- [Provided text]
<<<<
DANVILLE — After a year when uncertainty was the order of the moment, planting in Vermilion County could soon get back to some normalcy.
According to Brian Neville, an Area Vice President at Farmers National in Danville, if things hold up, there could be a quicker start to the planting season.
“The last couple of springs, we had some delayed planting because of the wet conditions,” Neville said. “Right now, actually we are pretty dry and it could lead to an early spring, but that could change pretty quickly. I think it will be a spring where most operators will go when the conditions are right, so if the weather gives us an opportunity for 3-4 days to plant, then that is what will happen.”
Neville — who supervises 12 managers in the Eastern area for Farmers National — says most planting takes place in mid-April, which means there is plenty of time for growth or a setback.
“Our goal is to be done with corn by the end of April. We could be all right or all wrong,” Neville said. “We can put so many acres in a day and if it turns out wet and cold and cause some germination problems and it can cause a replant.
“If we get a weather front that comes in for several days, it would be a problem. We have seen rains that go for 3-4 days and we would get dry weather and when we get conditions right, another system comes in and that pushes us back and you could be out for up to 20 days.”
Farmers can still get around this by purchasing drainage tile for their plants, but the high reward of the tile comes with a high price.
“We have taken steps over the last 15-20 years, a lot of farmers and farm managers have used drainage tile to gain a day of two to get the water away from the field. But it comes at a cost,” Neville said. “When you look at a system tile, which is for every 50 feet apart, you are looking at about a $1,000 per acre investment. If I can get things done two-three days earlier, especially with corn, there can be a better yield and that yield can make up for getting the drainage tile.”
Tile is just one of many innovations Neville says has been a part of farming for years, which also includes planters that can plant many more rows at a time.
>>>>
- [Records provided]
<<<<
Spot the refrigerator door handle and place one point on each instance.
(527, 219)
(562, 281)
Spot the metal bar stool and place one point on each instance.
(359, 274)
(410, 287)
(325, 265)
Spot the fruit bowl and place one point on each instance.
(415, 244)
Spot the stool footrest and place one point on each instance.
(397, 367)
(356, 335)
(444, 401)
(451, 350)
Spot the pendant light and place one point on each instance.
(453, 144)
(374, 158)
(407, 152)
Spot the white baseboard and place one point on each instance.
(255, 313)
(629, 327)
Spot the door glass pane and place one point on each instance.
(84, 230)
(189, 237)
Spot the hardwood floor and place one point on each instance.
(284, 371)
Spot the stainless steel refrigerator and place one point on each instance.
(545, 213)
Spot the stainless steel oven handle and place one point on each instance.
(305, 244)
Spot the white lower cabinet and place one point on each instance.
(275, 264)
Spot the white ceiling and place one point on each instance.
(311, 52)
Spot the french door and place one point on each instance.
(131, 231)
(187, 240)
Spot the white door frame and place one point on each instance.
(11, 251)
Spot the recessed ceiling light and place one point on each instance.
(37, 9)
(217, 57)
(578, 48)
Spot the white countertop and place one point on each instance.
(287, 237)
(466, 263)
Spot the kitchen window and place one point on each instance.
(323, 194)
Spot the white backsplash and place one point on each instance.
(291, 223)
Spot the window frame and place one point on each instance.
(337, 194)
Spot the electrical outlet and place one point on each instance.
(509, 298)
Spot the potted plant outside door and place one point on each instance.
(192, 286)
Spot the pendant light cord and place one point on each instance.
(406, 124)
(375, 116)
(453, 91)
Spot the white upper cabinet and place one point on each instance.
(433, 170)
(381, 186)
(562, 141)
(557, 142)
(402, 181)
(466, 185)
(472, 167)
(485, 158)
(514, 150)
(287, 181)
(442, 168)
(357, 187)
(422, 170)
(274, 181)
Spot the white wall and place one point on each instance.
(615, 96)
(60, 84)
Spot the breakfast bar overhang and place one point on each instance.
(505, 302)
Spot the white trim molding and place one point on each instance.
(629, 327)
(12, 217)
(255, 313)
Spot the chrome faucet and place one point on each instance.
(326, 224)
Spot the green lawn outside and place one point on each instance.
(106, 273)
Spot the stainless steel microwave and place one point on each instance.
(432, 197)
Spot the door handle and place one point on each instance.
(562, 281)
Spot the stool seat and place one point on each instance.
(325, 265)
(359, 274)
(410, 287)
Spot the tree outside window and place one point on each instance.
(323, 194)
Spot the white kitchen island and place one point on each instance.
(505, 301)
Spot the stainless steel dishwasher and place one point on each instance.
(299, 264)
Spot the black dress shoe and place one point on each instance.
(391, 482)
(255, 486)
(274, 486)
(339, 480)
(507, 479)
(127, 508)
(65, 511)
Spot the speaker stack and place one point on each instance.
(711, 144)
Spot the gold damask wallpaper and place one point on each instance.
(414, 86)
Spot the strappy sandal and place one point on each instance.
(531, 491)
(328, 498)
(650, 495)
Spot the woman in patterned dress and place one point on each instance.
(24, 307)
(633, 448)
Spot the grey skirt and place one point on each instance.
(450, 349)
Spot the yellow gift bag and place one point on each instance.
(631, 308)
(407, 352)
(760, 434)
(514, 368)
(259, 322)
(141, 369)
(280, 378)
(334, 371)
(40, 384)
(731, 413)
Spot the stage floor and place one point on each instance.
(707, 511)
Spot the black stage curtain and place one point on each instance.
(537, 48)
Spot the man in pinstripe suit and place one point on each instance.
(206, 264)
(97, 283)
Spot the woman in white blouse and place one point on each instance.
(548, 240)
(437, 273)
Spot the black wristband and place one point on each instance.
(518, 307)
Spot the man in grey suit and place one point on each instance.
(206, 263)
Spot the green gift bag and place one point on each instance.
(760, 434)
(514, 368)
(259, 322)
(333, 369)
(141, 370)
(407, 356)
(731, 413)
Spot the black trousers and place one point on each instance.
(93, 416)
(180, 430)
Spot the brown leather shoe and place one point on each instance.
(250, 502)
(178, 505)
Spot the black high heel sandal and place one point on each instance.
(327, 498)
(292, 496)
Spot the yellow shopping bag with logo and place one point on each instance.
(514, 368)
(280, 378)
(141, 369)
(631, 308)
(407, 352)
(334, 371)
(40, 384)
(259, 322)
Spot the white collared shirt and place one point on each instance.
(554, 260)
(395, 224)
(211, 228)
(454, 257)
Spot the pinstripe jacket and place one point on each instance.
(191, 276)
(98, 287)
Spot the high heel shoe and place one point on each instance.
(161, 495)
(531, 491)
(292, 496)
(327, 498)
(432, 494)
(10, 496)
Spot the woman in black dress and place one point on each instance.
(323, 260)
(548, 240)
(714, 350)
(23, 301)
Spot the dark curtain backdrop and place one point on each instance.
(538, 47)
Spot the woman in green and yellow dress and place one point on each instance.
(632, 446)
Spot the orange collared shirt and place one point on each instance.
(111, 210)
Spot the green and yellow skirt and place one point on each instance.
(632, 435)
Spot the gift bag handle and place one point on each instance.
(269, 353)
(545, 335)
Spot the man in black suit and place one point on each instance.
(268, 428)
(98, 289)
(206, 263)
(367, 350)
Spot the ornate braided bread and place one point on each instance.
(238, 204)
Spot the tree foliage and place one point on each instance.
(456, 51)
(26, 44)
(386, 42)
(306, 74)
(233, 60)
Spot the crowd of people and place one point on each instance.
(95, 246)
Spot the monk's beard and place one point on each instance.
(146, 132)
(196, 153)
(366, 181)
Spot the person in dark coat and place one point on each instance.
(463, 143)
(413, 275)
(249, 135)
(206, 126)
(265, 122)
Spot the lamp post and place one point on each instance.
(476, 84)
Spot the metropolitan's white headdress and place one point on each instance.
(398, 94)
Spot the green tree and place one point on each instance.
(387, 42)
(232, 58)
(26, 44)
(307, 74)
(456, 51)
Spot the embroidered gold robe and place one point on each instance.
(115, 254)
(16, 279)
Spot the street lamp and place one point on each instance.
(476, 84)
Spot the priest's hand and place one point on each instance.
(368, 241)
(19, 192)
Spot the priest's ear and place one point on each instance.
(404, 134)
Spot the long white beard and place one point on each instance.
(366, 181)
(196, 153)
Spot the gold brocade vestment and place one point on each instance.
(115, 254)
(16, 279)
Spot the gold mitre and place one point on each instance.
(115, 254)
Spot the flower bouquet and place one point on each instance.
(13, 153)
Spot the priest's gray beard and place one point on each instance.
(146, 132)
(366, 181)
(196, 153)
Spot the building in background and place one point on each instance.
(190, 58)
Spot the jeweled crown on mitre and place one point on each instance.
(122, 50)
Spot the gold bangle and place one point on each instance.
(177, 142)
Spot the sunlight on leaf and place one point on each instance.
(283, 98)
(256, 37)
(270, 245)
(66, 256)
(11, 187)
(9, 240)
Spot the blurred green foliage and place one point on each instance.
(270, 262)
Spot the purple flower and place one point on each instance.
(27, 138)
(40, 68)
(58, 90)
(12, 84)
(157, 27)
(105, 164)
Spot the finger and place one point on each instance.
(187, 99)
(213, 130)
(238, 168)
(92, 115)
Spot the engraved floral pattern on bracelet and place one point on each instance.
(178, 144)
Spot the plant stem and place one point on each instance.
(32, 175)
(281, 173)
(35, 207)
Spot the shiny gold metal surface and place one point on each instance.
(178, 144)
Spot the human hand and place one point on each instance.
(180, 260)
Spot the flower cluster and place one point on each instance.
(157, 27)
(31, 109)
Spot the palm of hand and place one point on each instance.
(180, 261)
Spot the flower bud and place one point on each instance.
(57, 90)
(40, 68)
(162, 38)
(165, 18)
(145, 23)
>>>>
<<<<
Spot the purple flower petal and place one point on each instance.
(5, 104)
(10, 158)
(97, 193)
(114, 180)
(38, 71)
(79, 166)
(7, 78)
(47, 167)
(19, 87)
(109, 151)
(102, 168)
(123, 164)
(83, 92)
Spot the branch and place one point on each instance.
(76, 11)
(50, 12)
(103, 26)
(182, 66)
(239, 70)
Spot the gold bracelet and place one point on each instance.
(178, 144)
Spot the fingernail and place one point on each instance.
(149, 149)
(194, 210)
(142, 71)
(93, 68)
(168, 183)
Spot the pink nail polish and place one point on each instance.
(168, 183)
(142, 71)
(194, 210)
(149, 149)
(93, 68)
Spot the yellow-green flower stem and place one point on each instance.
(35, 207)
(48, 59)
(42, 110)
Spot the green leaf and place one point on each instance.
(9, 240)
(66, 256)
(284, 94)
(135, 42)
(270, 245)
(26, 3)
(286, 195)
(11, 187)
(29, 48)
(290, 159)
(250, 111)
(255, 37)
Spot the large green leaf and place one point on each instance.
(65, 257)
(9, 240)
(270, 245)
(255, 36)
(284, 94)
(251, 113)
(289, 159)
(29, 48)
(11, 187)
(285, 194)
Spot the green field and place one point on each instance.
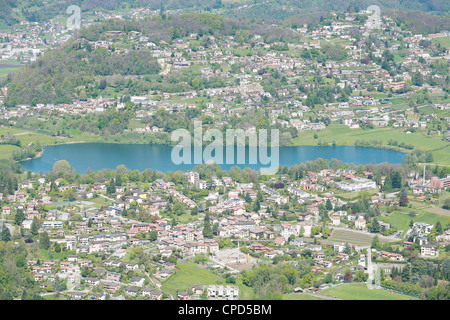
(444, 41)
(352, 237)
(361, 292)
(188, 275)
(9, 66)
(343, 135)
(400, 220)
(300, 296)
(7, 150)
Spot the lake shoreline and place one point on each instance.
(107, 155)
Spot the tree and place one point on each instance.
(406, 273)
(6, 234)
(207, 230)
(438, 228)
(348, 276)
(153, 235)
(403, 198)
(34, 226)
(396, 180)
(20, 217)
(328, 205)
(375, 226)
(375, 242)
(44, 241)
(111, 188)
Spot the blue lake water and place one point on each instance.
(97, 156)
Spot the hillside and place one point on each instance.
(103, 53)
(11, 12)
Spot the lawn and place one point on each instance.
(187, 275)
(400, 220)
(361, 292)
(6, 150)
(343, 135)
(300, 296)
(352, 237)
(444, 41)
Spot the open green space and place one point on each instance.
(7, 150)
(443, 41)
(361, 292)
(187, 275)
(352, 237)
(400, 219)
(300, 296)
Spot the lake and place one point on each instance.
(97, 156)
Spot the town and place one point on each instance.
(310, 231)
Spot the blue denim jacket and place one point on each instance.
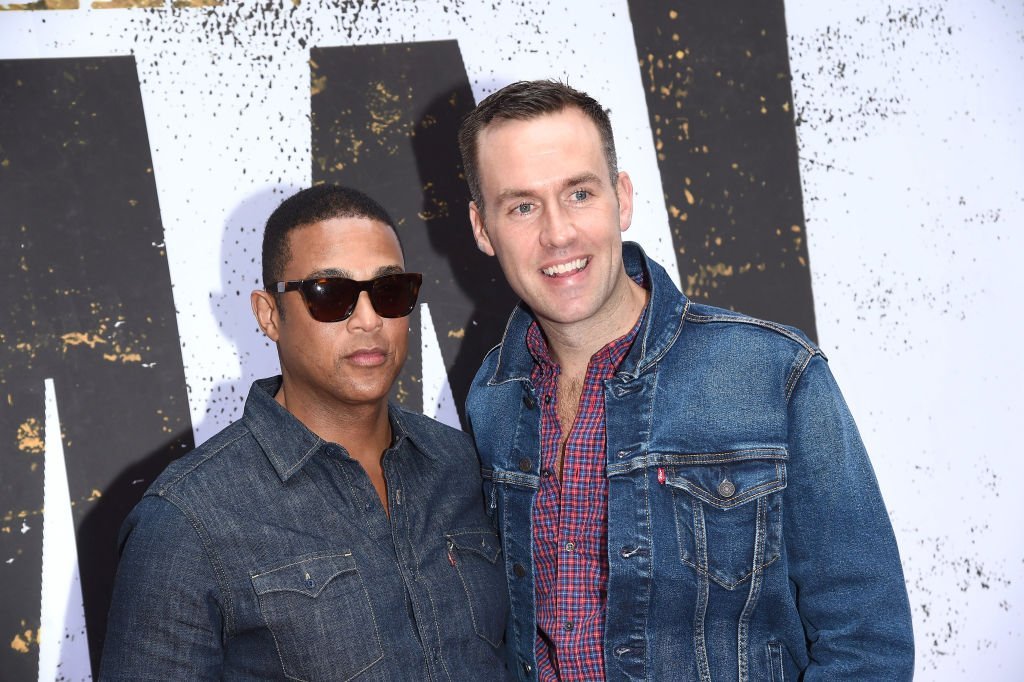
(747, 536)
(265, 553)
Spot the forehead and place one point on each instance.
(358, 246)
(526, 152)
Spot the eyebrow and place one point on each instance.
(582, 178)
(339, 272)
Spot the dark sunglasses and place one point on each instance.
>>>>
- [Required work]
a) According to the article on Vermilion County planting, how many managers does Neville supervise?
b) Repeat the part of the article on Vermilion County planting from "According to Brian" up to and including "or a setback.".
c) Pick up the article on Vermilion County planting after its last sentence and carry it on.
The items aren't needed for any of this.

- [Answers by item number]
a) Neville supervises 12 managers in the Eastern area for Farmers National.

b)
According to Brian Neville, an Area Vice President at Farmers National in Danville, if things hold up, there could be a quicker start to the planting season.
“The last couple of springs, we had some delayed planting because of the wet conditions,” Neville said. “Right now, actually we are pretty dry and it could lead to an early spring, but that could change pretty quickly. I think it will be a spring where most operators will go when the conditions are right, so if the weather gives us an opportunity for 3-4 days to plant, then that is what will happen.”
Neville — who supervises 12 managers in the Eastern area for Farmers National — says most planting takes place in mid-April, which means there is plenty of time for growth or a setback.

c)
“Most of our planters can go 16 to 24 rows in width and when I started 40 years ago, a 6-12 row planter was big and our technology and machinery is so much better in that we can plant in a faster speed than way back then,” Neville said. “You have auto-steer now, where 40 years ago, you would put in a 12-16 hour day and you were physically worn out running the tractor and making sure it was handling the seed. Today, we are dealing with bulk seeds. I say it may not be a physically challenging as before, but it is mentally challenging. When you made a mistake with a four-row planter, you have a skip in the field. When you make a mistake with a 24-row planter, you have a big gap that can be a major issue.”
This year’s season is almost like most years, but without the fear that the pandemic put on the whole business last year at this time.
“I think a lot of operators are concerned because maybe a farm operator and two or three guys and there was a concern if someone catches COVID, who is going to plant the crop?,” Neville said. “I don’t think as many guys were worried about that compared to a year ago.”
With most farmers in the area, Neville said they will stick to what has been working for a better season.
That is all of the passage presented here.